◆ WHAT YOU SHOULD DO ◆
Would you please transcribe the data in full and exactly, excluding images?

____ DATA FOR THE TASK

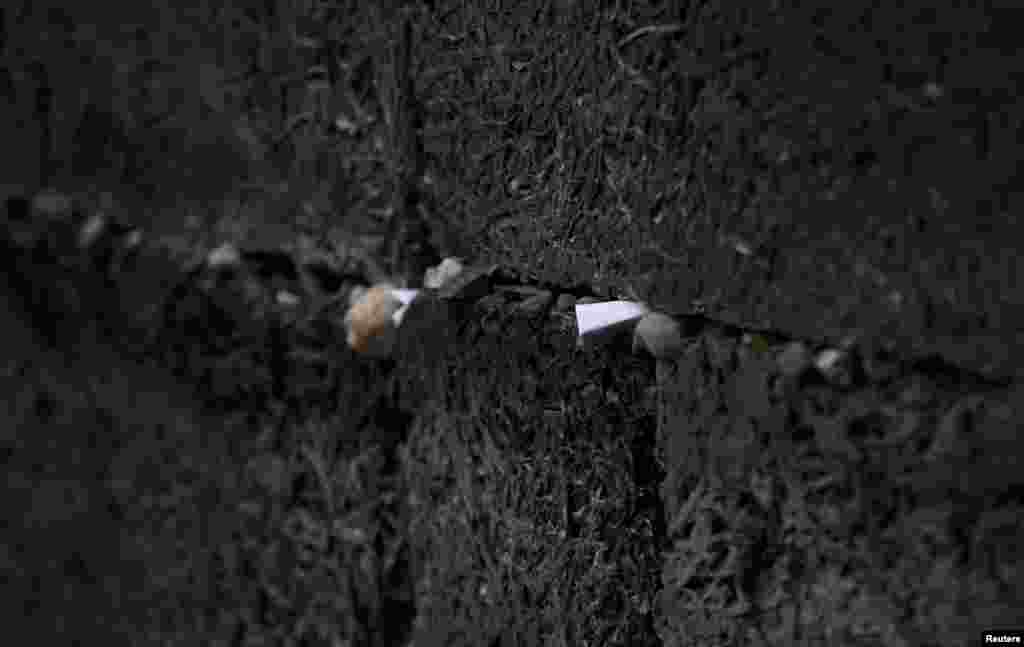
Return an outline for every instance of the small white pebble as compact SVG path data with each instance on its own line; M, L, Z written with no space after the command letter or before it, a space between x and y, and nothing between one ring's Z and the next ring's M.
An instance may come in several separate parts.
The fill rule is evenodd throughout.
M124 237L124 248L134 249L142 244L142 232L135 230Z
M737 254L740 254L741 256L750 256L751 254L754 253L754 250L751 249L750 245L748 245L746 241L741 240L739 238L732 241L732 248L736 251Z
M78 247L80 249L91 247L99 240L106 228L107 218L102 213L94 213L89 216L82 228L78 230Z
M423 286L430 290L440 290L462 273L462 263L455 258L446 258L437 267L428 267L423 276Z
M288 290L278 290L276 296L277 305L279 306L283 306L285 308L294 308L295 306L299 305L298 295L289 292Z
M71 207L71 198L52 189L40 191L32 198L32 208L50 218L68 217Z
M843 355L844 353L840 350L828 348L818 353L818 357L814 360L814 365L825 375L831 375L838 368Z
M644 315L633 333L633 352L647 349L657 359L672 359L683 349L679 322L660 312Z
M206 265L210 269L219 270L237 267L242 262L238 248L231 243L224 243L206 255Z

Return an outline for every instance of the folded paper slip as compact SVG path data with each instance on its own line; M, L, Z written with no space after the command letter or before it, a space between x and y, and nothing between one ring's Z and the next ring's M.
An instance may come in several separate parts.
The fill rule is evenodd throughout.
M576 331L581 343L599 341L628 329L650 312L635 301L576 304Z
M396 310L394 316L392 317L392 320L395 322L396 326L401 325L402 318L405 316L405 313L409 311L409 305L416 300L416 297L417 295L419 295L419 293L419 290L407 290L405 288L395 288L394 290L391 291L391 294L393 294L396 299L402 302L402 307Z

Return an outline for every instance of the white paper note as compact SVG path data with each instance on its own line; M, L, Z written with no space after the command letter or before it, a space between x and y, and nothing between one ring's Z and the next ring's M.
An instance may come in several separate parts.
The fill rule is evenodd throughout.
M635 301L606 301L576 305L576 331L579 337L601 337L630 326L650 312Z

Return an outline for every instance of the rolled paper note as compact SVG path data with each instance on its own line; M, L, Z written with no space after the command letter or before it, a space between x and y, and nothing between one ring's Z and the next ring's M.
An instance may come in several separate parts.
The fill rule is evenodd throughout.
M576 304L576 331L581 344L605 340L634 326L650 310L635 301Z
M416 300L416 296L419 293L419 290L409 290L405 288L395 288L391 290L391 294L393 294L394 297L402 304L398 310L395 310L395 314L391 316L391 319L395 322L396 326L401 325L402 318L405 317L405 313L409 311L409 306Z
M419 290L409 290L407 288L394 288L391 290L391 294L395 295L395 298L401 301L403 305L412 303L419 293Z

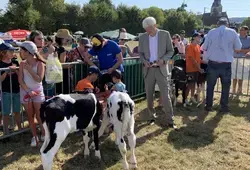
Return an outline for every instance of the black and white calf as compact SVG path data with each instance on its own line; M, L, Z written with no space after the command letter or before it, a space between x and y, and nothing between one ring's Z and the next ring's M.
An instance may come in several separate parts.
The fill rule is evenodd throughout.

________

◆ WRITTEN RESPONSE ◆
Return an outline for every instance of the small white pebble as compact SVG path data with each instance on its own line; M, L, Z written with no space after the command letter or before it, a space between x and y, and nothing between one ring's Z and the next ring's M.
An instance may come in several separate parts.
The fill rule is evenodd throughout.
M124 237L124 248L134 249L142 244L142 232L135 230Z
M737 254L740 254L741 256L750 256L751 254L754 253L754 250L751 249L750 245L748 245L746 241L741 240L739 238L732 241L732 248L736 251Z
M78 247L80 249L91 247L99 240L106 228L107 218L102 213L94 213L89 216L82 228L78 230Z
M423 286L430 290L440 290L462 273L462 263L455 258L446 258L437 267L428 267L423 276Z
M288 290L278 290L276 296L277 305L279 306L283 306L285 308L294 308L295 306L299 305L298 295L289 292Z
M71 207L71 198L52 189L40 191L32 198L32 208L50 218L68 217Z
M843 355L844 353L840 350L828 348L818 353L818 357L814 360L814 365L825 375L831 375L838 368Z
M644 315L633 333L633 352L647 349L657 359L672 359L683 349L679 322L660 312Z
M206 265L210 269L219 270L237 267L242 262L238 248L231 243L224 243L206 255Z

Return an outline for every instance of the folded paper slip as compact SVG path data with each instance on its own line; M, L, Z written with no space after the command letter or before it, a space between x and y, and nothing between one ring's Z and the next ring's M.
An instance may come in several separate parts.
The fill rule is evenodd throughout.
M576 331L581 343L599 341L628 329L650 312L635 301L576 304Z
M396 310L394 316L392 317L392 320L395 322L396 326L401 325L402 318L405 316L405 313L409 311L409 305L416 300L416 297L417 295L419 295L419 293L419 290L407 290L405 288L395 288L394 290L391 291L391 294L393 294L396 299L402 302L402 307Z

Return an outline for every instance of the white paper note as compact SVG path data with each instance on its own line; M, L, Z written with no space after the command letter or before it, a space between x and y, and nothing between one ring's Z and the next ring's M.
An instance may come in several separate parts.
The fill rule is evenodd throughout.
M635 301L606 301L576 305L576 331L579 337L601 337L630 326L650 312Z

Return an outline for every instance of the rolled paper note as compact SVG path data with each instance on its own line; M, L, Z written with no space after the command letter or before it, a space between x and y, and nothing between one ring's Z and the next ring's M.
An instance may come in several separate parts.
The fill rule is evenodd throughout.
M576 304L576 331L581 344L605 340L634 326L650 310L635 301Z
M416 300L416 296L419 293L419 290L409 290L405 288L395 288L391 290L391 294L393 294L394 297L402 304L398 310L395 310L395 314L391 316L391 319L395 322L396 326L401 325L402 318L405 317L405 313L409 311L409 306Z
M419 290L409 290L407 288L394 288L391 290L391 294L395 295L395 298L401 301L403 305L412 303L419 293Z

Return an outline for every instance of the black and white calf as compact SVG path data with each instance on its own line; M, L, Z written with no space after the command letter or before it, a space between x and y, and nothing between one ring's Z and the next ring's M.
An instance may come in several separate parts.
The fill rule is evenodd throughout.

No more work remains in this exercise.